Copy the material below word for word, starting with the line that contains "Where can the dog's eye" and continuing through the line that contains "<point>372,146</point>", and reproduce nothing outside that span.
### Records to process
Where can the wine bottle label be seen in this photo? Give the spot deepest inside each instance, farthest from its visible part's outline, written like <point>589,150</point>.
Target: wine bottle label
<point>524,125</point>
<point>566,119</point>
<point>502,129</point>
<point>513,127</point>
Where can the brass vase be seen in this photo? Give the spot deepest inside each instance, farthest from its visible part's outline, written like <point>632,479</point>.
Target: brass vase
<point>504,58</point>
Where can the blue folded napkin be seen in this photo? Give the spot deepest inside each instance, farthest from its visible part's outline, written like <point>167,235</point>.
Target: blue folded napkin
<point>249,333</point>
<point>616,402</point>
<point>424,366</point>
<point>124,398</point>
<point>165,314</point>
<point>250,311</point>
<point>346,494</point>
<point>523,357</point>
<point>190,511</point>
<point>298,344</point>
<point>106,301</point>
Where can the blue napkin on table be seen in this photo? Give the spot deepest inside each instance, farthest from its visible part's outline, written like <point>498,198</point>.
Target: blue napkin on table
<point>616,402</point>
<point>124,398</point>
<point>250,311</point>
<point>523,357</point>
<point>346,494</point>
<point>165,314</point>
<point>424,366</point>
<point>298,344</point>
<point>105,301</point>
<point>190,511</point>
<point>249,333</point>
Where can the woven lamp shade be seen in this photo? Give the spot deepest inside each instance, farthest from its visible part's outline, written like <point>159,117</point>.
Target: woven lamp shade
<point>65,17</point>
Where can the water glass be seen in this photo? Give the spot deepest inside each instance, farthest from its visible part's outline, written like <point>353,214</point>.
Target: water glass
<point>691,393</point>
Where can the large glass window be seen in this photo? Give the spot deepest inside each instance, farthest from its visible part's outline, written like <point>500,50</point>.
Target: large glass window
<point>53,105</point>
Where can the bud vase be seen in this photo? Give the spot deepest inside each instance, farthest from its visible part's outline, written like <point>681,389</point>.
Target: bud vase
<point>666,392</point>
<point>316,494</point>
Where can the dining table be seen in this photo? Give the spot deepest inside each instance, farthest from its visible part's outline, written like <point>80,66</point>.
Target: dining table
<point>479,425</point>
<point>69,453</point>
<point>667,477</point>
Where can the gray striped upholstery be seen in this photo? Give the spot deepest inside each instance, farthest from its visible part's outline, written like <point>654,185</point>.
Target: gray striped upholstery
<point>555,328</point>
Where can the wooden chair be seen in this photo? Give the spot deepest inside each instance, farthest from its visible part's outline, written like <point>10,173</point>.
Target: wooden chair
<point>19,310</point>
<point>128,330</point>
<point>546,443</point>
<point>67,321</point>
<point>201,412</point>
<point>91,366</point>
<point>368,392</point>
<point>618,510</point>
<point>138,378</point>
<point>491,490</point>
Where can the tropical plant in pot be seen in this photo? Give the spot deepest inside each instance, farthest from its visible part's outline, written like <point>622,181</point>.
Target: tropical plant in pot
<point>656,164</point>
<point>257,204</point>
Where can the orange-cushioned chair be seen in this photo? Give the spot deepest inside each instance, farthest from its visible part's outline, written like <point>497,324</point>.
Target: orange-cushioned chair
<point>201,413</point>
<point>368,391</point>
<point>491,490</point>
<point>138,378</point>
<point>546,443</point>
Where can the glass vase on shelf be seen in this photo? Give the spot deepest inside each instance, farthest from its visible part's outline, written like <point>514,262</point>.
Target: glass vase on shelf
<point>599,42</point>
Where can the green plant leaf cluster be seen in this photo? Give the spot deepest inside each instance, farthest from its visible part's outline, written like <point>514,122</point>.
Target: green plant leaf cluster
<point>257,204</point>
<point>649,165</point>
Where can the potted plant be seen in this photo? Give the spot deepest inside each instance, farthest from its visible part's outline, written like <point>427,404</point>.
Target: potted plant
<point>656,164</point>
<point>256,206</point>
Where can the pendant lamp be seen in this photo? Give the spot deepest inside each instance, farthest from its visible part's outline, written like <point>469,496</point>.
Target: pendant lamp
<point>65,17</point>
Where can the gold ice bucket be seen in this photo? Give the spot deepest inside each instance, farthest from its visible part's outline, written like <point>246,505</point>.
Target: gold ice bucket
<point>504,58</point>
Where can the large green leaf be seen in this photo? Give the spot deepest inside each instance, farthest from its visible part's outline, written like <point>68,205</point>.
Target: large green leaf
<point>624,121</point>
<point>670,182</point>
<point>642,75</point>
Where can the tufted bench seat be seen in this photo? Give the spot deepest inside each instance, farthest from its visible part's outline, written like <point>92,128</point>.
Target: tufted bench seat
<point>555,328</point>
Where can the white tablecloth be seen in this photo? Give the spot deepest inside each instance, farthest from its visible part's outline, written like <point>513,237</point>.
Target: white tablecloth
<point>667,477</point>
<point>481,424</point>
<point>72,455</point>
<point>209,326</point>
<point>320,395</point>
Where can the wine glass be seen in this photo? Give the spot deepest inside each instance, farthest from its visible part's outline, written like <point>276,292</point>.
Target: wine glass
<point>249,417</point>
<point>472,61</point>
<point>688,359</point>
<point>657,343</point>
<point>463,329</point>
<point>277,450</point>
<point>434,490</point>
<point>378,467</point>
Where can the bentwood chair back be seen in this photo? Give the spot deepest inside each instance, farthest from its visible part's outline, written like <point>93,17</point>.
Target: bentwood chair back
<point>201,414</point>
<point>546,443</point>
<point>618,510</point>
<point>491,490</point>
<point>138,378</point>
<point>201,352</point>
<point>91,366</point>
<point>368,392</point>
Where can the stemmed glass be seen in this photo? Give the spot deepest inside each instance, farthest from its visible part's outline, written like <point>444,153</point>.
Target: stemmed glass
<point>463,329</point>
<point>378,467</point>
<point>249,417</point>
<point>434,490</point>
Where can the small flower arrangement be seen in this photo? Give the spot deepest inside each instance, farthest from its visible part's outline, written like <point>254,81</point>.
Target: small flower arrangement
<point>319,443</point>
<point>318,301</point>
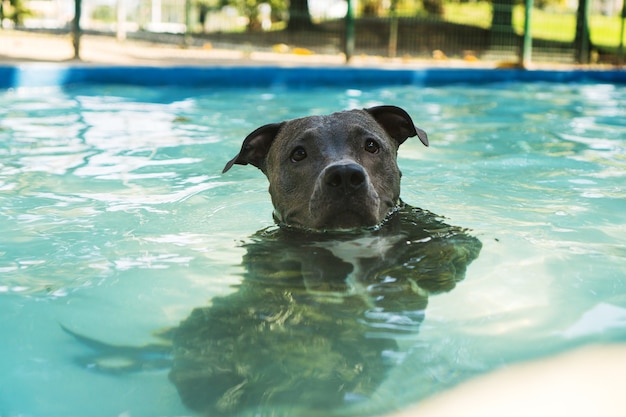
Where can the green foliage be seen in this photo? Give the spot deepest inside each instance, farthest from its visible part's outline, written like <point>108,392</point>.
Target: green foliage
<point>104,13</point>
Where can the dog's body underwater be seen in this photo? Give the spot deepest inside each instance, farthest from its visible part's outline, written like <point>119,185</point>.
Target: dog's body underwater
<point>324,297</point>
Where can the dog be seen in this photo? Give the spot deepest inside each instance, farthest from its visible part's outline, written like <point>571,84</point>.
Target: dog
<point>332,172</point>
<point>325,293</point>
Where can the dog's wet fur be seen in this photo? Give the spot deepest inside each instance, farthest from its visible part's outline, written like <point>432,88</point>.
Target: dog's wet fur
<point>336,171</point>
<point>315,318</point>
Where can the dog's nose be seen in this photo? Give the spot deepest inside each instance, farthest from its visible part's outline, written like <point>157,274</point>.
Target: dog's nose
<point>346,176</point>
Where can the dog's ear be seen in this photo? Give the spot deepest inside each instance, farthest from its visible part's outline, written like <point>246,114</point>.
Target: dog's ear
<point>255,147</point>
<point>397,123</point>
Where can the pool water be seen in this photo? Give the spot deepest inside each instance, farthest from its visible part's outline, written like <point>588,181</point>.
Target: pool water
<point>117,223</point>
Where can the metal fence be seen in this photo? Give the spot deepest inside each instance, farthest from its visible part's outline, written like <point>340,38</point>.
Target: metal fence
<point>505,30</point>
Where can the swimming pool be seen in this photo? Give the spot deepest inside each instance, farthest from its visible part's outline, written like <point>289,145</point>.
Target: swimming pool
<point>117,223</point>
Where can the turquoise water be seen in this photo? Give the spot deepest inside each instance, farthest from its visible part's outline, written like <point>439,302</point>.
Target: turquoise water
<point>116,223</point>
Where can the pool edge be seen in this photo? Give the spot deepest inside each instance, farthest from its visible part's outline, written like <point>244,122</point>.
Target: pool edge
<point>235,76</point>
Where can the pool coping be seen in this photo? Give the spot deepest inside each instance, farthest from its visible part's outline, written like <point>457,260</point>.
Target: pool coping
<point>274,76</point>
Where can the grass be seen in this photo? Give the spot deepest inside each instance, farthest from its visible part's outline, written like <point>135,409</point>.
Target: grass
<point>557,25</point>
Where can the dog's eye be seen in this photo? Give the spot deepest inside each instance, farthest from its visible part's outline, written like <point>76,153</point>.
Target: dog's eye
<point>298,154</point>
<point>372,146</point>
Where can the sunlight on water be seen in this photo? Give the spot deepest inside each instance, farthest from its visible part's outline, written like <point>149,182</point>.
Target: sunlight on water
<point>117,223</point>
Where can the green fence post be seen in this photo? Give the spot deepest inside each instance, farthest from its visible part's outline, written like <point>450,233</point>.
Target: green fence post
<point>527,48</point>
<point>393,30</point>
<point>76,28</point>
<point>349,41</point>
<point>188,28</point>
<point>620,51</point>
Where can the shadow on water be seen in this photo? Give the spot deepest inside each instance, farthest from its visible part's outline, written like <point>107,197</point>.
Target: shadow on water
<point>315,323</point>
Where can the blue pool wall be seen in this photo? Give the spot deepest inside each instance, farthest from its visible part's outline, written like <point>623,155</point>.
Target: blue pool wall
<point>48,75</point>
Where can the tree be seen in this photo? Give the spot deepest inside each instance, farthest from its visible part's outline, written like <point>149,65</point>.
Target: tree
<point>299,16</point>
<point>502,32</point>
<point>582,41</point>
######
- The response:
Where can the dog's eye be seen in this photo? Give the spot deepest inside each instance, farthest from its visible part's outline, written like <point>76,153</point>.
Target: dog's eye
<point>298,154</point>
<point>372,146</point>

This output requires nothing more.